[Saved entries]
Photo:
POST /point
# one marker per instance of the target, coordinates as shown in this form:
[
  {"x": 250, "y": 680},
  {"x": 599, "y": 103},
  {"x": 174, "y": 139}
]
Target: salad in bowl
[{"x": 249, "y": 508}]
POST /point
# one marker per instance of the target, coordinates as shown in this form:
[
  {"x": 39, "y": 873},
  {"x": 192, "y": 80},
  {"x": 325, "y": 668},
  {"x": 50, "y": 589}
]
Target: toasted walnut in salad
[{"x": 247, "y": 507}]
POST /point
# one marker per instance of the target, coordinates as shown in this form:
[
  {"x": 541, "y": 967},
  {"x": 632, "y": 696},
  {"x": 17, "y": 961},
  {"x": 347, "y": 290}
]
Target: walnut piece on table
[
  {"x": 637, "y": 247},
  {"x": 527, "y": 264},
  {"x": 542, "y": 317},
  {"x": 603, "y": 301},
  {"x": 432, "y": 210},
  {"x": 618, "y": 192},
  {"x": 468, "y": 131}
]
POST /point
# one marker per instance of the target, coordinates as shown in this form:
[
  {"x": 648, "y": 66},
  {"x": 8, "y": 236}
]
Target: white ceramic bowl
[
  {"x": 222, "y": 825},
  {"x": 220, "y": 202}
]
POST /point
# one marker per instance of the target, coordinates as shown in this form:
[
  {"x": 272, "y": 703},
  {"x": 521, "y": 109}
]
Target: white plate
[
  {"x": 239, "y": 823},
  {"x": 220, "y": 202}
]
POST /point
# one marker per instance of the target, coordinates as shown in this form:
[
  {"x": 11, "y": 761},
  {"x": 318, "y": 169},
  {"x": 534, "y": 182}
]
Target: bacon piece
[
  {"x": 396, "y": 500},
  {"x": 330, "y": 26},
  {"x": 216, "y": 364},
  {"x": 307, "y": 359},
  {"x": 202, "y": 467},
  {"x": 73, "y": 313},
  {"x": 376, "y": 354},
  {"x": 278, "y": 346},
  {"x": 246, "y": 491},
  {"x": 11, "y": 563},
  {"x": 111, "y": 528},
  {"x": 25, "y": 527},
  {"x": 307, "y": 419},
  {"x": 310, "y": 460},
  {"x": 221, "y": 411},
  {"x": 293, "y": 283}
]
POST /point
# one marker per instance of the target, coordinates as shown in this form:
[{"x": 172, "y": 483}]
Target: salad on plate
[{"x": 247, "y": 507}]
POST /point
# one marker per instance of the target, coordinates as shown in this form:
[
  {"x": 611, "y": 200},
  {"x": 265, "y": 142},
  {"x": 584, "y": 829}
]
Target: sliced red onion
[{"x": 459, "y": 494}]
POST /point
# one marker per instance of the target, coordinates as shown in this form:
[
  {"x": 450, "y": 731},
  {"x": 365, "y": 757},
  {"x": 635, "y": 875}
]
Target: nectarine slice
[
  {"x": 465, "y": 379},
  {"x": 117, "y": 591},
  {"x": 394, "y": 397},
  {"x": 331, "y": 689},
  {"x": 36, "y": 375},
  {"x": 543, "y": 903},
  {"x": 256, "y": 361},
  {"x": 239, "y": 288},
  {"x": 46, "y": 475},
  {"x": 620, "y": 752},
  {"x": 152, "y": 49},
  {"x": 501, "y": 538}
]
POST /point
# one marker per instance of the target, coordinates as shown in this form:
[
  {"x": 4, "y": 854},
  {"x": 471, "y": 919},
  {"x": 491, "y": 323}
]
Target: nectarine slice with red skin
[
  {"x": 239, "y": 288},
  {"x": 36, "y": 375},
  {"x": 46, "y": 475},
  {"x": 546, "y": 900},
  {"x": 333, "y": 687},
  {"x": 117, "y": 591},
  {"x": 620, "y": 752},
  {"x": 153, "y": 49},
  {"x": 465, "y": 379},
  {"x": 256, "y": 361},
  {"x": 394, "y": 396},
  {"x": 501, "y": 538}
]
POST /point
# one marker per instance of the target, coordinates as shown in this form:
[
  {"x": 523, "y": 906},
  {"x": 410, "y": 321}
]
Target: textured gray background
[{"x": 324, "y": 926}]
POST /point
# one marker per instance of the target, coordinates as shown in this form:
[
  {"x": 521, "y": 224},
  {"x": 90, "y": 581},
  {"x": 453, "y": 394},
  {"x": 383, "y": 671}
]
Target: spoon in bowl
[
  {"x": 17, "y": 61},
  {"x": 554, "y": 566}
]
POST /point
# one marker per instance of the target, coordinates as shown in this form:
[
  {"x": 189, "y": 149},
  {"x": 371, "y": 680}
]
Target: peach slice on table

- [Work request] To complete the exercise, print all of the entries exactly.

- [Your response]
Photo:
POST /point
# one marker per instance of the target, coordinates as shown in this form:
[
  {"x": 250, "y": 680},
  {"x": 599, "y": 103},
  {"x": 174, "y": 139}
]
Target: salad in bowl
[{"x": 249, "y": 508}]
POST /point
# one marker per instance of the target, coordinates as shown in this form:
[
  {"x": 39, "y": 873},
  {"x": 192, "y": 80},
  {"x": 325, "y": 668},
  {"x": 50, "y": 589}
]
Target: toasted walnut in salad
[{"x": 247, "y": 507}]
POST /point
# one marker per instance of the target, coordinates as shown in this form:
[
  {"x": 541, "y": 967},
  {"x": 632, "y": 696},
  {"x": 17, "y": 961},
  {"x": 347, "y": 290}
]
Target: walnut piece on table
[
  {"x": 637, "y": 247},
  {"x": 527, "y": 264},
  {"x": 542, "y": 317},
  {"x": 603, "y": 301},
  {"x": 432, "y": 210},
  {"x": 618, "y": 192},
  {"x": 468, "y": 131}
]
POST /point
# one marker per instance of the target, coordinates as shown in this form:
[
  {"x": 648, "y": 66},
  {"x": 8, "y": 236}
]
Target: white ceramic bowl
[
  {"x": 222, "y": 825},
  {"x": 220, "y": 202}
]
POST /point
# one marker per instance of the target, coordinates as shown in this form:
[
  {"x": 272, "y": 703},
  {"x": 521, "y": 109}
]
Target: white plate
[
  {"x": 239, "y": 823},
  {"x": 220, "y": 202}
]
POST /point
# one marker per instance of the target, coordinates as shown in this form:
[
  {"x": 11, "y": 761},
  {"x": 318, "y": 169},
  {"x": 534, "y": 182}
]
Target: bacon piece
[
  {"x": 396, "y": 500},
  {"x": 330, "y": 26},
  {"x": 216, "y": 364},
  {"x": 307, "y": 359},
  {"x": 202, "y": 467},
  {"x": 73, "y": 313},
  {"x": 376, "y": 354},
  {"x": 278, "y": 346},
  {"x": 246, "y": 491},
  {"x": 11, "y": 563},
  {"x": 111, "y": 528},
  {"x": 25, "y": 527},
  {"x": 307, "y": 419},
  {"x": 310, "y": 460},
  {"x": 221, "y": 411},
  {"x": 293, "y": 283}
]
POST /point
# one marker per instance of the target, coordinates as shown in this form:
[{"x": 172, "y": 483}]
Target: salad on plate
[{"x": 247, "y": 507}]
POST /point
# one marker per instance of the target, coordinates as shown in this form:
[
  {"x": 611, "y": 200},
  {"x": 265, "y": 142},
  {"x": 584, "y": 829}
]
Target: sliced red onion
[{"x": 459, "y": 494}]
POST /point
# one marker per instance of the target, coordinates as shown in this form:
[
  {"x": 450, "y": 731},
  {"x": 365, "y": 757},
  {"x": 635, "y": 875}
]
Target: nectarine slice
[
  {"x": 465, "y": 379},
  {"x": 117, "y": 591},
  {"x": 394, "y": 397},
  {"x": 331, "y": 689},
  {"x": 36, "y": 375},
  {"x": 543, "y": 903},
  {"x": 256, "y": 361},
  {"x": 239, "y": 288},
  {"x": 46, "y": 475},
  {"x": 620, "y": 752},
  {"x": 152, "y": 49},
  {"x": 501, "y": 538}
]
POST /point
# one marker per instance of the target, coordinates as shown in this form:
[
  {"x": 4, "y": 854},
  {"x": 471, "y": 919},
  {"x": 491, "y": 323}
]
Target: nectarine slice with red skin
[
  {"x": 239, "y": 288},
  {"x": 36, "y": 375},
  {"x": 46, "y": 475},
  {"x": 546, "y": 900},
  {"x": 333, "y": 687},
  {"x": 117, "y": 591},
  {"x": 620, "y": 752},
  {"x": 153, "y": 49},
  {"x": 465, "y": 379},
  {"x": 256, "y": 361},
  {"x": 394, "y": 396},
  {"x": 501, "y": 538}
]
POST /point
# one marker per instance of the target, coordinates as shown in this form:
[
  {"x": 523, "y": 906},
  {"x": 410, "y": 321}
]
Target: textured gray background
[{"x": 324, "y": 926}]
POST /point
# one marker per instance of the target, coordinates as shown in this form:
[
  {"x": 521, "y": 224},
  {"x": 90, "y": 581},
  {"x": 453, "y": 394},
  {"x": 383, "y": 671}
]
Target: spoon in bowl
[
  {"x": 17, "y": 61},
  {"x": 554, "y": 566}
]
POST /point
# one marker per instance of the target, coordinates as shown in this form:
[
  {"x": 189, "y": 149},
  {"x": 371, "y": 680}
]
Target: peach slice on table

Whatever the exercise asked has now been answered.